§ Source extract
# # #
Science

Extended Space Missions Could Create 'Unbalanced' Astronauts

by Kastalia Medrano
Getty Images / ESA

No, it’s not the sort of unbalanced from deep-space sci-fi movies. We’re talking about the balance one needs to stand. Because while we all know long-term space travel degrades the body — causing your bones to stiffen and your muscles to atrophy — a new “bed rest study” suggests the possibility that extended space missions can affect the inner ear, and result in a decreased ability for people to hold their balance.

Bed rest studies are exactly what they sound like. Remember the news about the study that paid $18,000 to lie in bed for 70 days, about which you likely tweeted jokes for two, maybe three days before moving on to the next thing? This is like that.

For the new study, which will appear in the November 1 edition of the research journal NeuroImage, principal investigator Rachel Seidler of the University of Michigan told Seeker that her team found increasing connectivity in the sensory motor networks in participants’ brains. “The brain regions that are controlling movement and processing sensory information for balance and locomotion, during the course of bed rest, start to communicate more than they normally would,” Seidler said then.

We can’t be sure until we actually observe effects in outer space, but it’s possible that the effects of microgravity will be even greater than what was observed in the bed rest study.

While the body may never recover entirely from the ordeal that is space, there’s some evidence that the inner-ear will be able to bounce back upon return to Earth (though we still don’t quite understand how). Of course, where that leaves future Mars colonists remains to be seen. With physical deterioration, the best means of counteracting these effects seems to be to try to reproduce regular, gravity-informed conditions. As far as the brain goes, we’re still kind of figuring it out.
# # #
§ Instructions
a - In the article on space missions and balance, replace "Mars" with "Moon" and reproduce the passage starting at "While the body" and ending at "figuring it out.".
b - Answer these questions from the article on space missions and balance:
(i) In which research journal will the new study appear, and in which edition?
(ii) At which university is principal investigator Rachel Seidler based?
(iii) How much did the earlier bed rest study pay, and for how many days in bed?
The records after this point are separate material and have no connection to the text.

Collected data entries:
# # #
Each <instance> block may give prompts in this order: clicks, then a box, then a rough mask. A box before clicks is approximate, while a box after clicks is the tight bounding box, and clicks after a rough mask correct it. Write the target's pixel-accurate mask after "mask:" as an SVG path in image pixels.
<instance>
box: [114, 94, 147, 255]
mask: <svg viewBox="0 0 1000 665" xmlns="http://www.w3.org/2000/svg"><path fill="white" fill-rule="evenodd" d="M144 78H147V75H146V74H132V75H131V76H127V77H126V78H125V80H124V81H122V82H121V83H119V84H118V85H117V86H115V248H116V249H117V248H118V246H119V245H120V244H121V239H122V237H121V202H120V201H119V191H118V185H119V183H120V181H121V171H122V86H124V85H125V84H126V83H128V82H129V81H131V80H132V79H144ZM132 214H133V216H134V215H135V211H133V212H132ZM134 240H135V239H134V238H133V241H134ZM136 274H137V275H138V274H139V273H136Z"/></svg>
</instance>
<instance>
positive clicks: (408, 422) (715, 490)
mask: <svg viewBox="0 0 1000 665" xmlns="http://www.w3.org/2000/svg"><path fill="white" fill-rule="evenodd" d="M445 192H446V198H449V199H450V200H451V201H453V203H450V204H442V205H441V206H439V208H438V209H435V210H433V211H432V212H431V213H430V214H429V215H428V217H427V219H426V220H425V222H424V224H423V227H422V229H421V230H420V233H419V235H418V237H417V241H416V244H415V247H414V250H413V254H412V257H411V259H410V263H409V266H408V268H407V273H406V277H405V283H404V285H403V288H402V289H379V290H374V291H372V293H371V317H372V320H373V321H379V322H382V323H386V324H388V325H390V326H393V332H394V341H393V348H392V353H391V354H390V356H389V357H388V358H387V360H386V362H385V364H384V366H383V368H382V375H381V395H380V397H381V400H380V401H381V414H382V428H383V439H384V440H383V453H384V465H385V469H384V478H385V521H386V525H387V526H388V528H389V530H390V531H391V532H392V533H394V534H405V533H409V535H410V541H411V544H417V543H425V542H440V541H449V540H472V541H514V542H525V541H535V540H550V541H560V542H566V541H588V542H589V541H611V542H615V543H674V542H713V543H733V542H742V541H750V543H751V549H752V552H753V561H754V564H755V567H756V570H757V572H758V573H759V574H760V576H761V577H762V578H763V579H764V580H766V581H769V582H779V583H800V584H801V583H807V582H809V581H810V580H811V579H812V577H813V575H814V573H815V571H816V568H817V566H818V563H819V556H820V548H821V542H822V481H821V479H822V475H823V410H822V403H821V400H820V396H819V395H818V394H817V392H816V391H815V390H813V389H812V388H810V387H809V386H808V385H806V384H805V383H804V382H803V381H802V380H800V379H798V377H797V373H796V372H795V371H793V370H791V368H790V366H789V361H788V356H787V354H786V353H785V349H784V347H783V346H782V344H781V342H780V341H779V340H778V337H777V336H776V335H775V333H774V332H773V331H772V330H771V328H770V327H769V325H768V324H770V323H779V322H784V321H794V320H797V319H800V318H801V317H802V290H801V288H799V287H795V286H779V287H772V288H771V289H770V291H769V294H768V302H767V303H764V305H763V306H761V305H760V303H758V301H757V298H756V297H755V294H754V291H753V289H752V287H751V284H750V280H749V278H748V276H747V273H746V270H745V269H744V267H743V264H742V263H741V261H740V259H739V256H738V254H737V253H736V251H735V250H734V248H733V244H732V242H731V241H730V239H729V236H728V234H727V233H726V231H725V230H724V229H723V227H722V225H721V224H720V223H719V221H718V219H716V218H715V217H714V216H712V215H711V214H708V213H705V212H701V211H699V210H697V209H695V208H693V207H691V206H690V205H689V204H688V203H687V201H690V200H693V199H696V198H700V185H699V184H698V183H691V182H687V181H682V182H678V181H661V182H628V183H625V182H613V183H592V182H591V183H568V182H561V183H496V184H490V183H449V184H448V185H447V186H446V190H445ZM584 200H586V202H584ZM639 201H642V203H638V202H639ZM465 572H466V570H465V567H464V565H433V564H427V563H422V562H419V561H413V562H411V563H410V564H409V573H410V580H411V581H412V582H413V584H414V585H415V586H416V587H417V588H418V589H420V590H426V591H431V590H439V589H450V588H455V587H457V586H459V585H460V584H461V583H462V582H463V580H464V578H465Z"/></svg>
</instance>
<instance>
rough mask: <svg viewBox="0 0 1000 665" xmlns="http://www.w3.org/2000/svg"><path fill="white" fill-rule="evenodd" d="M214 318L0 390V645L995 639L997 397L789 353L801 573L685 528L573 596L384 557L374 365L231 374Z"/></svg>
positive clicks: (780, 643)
# # #
§ Answer set
a -
While the body may never recover entirely from the ordeal that is space, there’s some evidence that the inner-ear will be able to bounce back upon return to Earth (though we still don’t quite understand how). Of course, where that leaves future Moon colonists remains to be seen. With physical deterioration, the best means of counteracting these effects seems to be to try to reproduce regular, gravity-informed conditions. As far as the brain goes, we’re still kind of figuring it out.

b -
(i) NeuroImage, in the November 1 edition.
(ii) The University of Michigan.
(iii) It paid $18,000 for 70 days in bed.